(Source text Opens)

Did you know that “sauna” is the only commonly used Finnish word in the English language? However, most English speakers pronounce it incorrectly. In Finnish, every syllable is pronounced and the first takes emphasis. Broken into syllables, sauna would be pronounced “SA-oo-na.” When said fast in English, it should sound like “sow-na” instead of “saw-na,” as many English speakers say.
The birth of saunas is attributed to Finland, and it remains a large part of Finnish culture. The bathing ritual has been performed for thousands of years in Finland, back when settlers would dig ditches in the ground with a heated pile of stones. When water is poured on these stones to give off vapor, it is known as “loyly.” Women would give birth in the saunas because of the bacteria-resistant soot. The sauna was also a place for purification rituals before marriage and after death, as well as place for healing the ill.
Today, sauna is just as sacred and essential for body and mind. The benefits range from stress and pain relief to deep cleansing of toxins and calorie burning. A bunch of birch leaves called “vihta” are sometimes used to lightly whip the skin, improving circulation. There are cultural customs associated with sauna etiquette. Men and women sauna separately, unless they are family. Sauna should be taken after and shower and fully naked, even with family, friends and coworkers. Since sauna has no sexual aspect, the nudity is meant to be healthy, not uncomfortable. The normalcy of nudity makes everyone feel comfortable and equal, and exposes young ones to what real bodies look like as opposed to media representation. Phones and other distractions stay out, and while it is usually too hot for conversation, topics like work and religion are off the table.

(Source text Closes)
(Source data Opens)

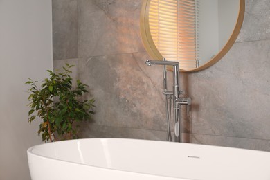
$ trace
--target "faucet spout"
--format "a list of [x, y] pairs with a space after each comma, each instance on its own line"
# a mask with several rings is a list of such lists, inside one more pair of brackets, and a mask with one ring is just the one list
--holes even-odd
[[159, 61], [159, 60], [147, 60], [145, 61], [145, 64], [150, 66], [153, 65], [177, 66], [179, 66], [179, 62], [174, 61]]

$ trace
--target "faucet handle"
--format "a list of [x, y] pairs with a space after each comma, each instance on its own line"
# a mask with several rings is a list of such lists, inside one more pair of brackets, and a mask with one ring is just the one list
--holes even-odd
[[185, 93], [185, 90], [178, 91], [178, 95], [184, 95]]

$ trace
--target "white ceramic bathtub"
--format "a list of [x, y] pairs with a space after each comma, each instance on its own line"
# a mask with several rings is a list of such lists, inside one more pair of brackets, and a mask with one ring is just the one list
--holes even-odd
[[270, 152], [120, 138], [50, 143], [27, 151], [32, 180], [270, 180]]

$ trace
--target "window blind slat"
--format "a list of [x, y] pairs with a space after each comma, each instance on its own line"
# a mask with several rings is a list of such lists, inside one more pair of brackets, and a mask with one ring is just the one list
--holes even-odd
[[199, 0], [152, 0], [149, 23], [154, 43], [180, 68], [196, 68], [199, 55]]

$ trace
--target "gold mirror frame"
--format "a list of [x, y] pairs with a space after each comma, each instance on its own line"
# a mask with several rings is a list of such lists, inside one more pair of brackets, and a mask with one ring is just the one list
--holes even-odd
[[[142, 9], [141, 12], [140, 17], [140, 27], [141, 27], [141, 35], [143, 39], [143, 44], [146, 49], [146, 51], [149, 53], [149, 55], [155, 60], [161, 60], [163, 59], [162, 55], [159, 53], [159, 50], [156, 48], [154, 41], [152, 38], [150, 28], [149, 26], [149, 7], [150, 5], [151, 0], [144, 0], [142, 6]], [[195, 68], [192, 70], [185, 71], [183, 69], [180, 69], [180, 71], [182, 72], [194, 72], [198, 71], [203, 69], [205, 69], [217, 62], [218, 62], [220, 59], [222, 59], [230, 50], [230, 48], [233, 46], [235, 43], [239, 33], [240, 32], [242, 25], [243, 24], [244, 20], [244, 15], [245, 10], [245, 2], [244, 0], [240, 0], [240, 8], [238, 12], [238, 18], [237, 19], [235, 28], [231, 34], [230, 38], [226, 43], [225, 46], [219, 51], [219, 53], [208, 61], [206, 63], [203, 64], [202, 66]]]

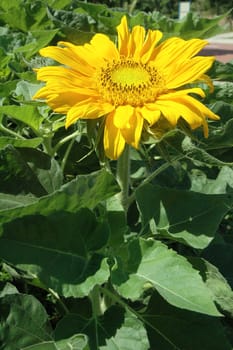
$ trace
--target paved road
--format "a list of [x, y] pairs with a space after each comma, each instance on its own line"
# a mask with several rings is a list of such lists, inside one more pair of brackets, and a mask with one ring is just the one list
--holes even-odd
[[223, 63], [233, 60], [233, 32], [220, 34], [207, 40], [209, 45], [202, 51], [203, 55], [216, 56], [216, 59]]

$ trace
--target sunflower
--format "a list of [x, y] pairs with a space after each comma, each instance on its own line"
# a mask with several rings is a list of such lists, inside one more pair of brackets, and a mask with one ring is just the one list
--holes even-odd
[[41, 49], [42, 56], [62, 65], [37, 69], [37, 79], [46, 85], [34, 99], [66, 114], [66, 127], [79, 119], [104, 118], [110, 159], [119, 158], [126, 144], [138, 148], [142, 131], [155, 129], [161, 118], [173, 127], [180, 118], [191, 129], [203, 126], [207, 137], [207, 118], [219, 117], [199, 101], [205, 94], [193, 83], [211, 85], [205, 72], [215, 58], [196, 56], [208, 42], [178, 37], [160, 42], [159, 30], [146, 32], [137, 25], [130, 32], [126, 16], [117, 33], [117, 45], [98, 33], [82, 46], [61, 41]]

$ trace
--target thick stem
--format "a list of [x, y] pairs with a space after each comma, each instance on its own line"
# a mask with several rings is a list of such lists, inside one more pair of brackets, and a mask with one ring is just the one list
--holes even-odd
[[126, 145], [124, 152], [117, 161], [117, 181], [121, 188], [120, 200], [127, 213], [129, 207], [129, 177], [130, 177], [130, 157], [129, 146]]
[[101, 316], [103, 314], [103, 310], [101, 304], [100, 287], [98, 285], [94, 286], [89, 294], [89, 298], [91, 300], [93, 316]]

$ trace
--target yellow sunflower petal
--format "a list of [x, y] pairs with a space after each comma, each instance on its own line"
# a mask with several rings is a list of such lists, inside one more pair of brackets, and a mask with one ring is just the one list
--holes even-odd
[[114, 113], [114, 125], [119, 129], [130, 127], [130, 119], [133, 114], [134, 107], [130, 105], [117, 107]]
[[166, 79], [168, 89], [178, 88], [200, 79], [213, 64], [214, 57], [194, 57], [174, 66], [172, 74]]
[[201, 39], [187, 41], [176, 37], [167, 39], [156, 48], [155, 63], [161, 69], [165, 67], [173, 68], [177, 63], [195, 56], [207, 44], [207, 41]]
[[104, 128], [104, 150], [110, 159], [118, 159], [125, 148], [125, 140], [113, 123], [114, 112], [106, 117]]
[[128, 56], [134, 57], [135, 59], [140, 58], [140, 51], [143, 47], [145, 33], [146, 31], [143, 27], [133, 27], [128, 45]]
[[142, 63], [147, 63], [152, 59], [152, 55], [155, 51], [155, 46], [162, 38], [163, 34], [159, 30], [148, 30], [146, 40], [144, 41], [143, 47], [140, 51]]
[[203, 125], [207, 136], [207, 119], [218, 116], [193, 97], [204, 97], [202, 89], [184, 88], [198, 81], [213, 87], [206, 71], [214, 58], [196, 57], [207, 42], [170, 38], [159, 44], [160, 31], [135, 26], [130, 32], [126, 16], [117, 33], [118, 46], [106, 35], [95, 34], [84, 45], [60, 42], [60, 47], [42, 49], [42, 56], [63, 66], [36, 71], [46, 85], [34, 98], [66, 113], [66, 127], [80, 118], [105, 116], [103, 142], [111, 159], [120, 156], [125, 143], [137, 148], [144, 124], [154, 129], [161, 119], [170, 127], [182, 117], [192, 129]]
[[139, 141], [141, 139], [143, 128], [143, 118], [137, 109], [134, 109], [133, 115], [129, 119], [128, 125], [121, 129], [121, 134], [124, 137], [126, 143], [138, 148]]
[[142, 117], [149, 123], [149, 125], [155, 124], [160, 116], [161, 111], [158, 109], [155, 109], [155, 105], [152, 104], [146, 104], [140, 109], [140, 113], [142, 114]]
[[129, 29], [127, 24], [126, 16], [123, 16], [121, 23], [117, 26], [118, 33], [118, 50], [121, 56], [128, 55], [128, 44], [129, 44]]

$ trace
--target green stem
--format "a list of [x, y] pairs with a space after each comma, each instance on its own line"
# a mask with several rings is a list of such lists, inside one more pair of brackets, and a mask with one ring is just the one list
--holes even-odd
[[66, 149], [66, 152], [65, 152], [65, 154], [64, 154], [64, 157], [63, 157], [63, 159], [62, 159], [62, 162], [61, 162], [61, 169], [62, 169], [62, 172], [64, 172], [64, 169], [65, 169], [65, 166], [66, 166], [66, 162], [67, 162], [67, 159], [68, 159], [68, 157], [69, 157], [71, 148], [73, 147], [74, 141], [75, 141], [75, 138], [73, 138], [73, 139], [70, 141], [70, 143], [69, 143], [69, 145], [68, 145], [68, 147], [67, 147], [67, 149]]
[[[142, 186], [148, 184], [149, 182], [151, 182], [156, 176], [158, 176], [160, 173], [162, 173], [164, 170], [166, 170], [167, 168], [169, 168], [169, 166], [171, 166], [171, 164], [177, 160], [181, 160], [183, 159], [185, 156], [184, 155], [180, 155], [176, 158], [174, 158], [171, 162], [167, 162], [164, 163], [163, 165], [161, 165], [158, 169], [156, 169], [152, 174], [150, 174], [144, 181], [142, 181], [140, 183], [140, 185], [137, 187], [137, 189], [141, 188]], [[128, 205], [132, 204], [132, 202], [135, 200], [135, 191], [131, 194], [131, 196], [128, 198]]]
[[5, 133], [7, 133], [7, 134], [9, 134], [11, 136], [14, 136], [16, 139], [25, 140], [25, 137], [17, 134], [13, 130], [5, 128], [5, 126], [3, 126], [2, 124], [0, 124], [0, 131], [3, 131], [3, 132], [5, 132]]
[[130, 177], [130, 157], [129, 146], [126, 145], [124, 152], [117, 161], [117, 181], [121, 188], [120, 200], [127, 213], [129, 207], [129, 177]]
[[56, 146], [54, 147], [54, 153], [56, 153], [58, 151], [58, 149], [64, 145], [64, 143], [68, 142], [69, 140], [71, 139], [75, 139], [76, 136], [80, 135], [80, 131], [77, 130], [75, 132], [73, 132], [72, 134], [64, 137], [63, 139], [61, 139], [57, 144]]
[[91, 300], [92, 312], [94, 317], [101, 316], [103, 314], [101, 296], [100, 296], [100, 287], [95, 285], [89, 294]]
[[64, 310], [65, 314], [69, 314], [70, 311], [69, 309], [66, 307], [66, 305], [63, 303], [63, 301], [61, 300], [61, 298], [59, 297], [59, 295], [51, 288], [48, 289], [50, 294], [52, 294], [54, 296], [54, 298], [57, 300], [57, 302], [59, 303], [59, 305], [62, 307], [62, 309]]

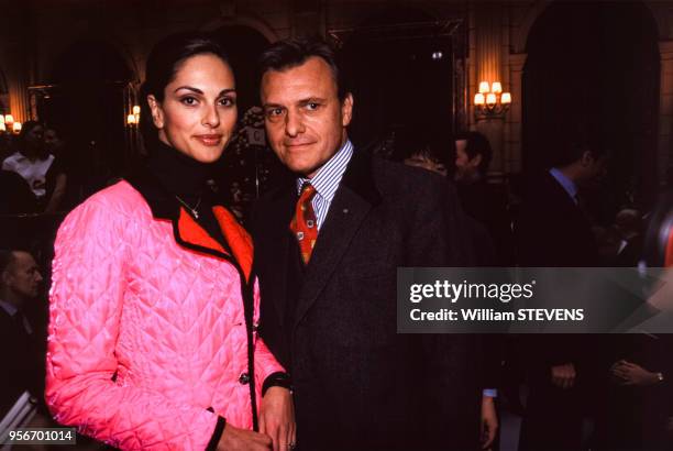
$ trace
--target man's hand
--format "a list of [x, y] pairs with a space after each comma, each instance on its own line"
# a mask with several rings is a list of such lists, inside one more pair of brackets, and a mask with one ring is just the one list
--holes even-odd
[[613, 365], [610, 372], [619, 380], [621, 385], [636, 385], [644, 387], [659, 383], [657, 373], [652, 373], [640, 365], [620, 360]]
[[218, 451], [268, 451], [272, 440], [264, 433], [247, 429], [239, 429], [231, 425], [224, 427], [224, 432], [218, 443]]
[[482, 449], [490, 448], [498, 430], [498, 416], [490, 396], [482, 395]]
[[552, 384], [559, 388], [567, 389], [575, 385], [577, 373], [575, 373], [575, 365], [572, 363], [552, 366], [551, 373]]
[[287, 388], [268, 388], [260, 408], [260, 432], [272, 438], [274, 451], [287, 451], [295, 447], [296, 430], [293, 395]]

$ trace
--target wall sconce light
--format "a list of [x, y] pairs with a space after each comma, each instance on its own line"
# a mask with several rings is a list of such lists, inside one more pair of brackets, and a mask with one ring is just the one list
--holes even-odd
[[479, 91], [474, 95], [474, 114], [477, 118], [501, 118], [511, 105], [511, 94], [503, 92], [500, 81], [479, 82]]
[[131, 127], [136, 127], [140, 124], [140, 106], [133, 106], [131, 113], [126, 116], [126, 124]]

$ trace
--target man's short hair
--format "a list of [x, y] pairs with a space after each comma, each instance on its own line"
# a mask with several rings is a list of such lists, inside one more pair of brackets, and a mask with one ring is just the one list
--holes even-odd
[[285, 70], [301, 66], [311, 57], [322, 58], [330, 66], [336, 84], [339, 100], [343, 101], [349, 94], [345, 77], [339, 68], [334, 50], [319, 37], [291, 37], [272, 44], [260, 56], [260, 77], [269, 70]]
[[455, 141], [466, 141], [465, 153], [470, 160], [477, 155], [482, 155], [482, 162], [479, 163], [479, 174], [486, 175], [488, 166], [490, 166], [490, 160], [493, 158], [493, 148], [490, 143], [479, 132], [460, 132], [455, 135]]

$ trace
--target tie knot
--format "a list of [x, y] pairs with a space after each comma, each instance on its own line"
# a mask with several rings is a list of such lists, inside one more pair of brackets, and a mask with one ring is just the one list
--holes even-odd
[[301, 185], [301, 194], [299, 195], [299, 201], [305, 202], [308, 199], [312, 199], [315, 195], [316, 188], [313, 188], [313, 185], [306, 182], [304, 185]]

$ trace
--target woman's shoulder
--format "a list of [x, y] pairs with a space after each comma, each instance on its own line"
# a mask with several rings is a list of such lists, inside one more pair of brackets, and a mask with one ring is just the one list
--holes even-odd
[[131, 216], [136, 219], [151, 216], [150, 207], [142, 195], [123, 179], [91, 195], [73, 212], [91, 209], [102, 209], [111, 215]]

(Source data Closes)

## Things to do
[1] Decide whether each statement agrees with the text about saunas, giving yes or no and the words from it that settle the matter: (a) vihta is made of birch leaves; (b) men and women always take sauna together; (c) talking about work is welcome in the sauna.
[2] In the text about saunas, what name is given to the vapor that rises when water is poured on the heated stones?
[3] Please pull out the passage of the text about saunas starting at "Did you know" and ending at "English speakers say.", copying it word for word.

## Results of the exercise
[1]
(a) Yes: "A bunch of birch leaves called “vihta”"
(b) No: "Men and women sauna separately, unless they are family."
(c) No: "topics like work and religion are off the table."

[2] It is called “loyly.”

[3]
Did you know that “sauna” is the only commonly used Finnish word in the English language? However, most English speakers pronounce it incorrectly. In Finnish, every syllable is pronounced and the first takes emphasis. Broken into syllables, sauna would be pronounced “SA-oo-na.” When said fast in English, it should sound like “sow-na” instead of “saw-na,” as many English speakers say.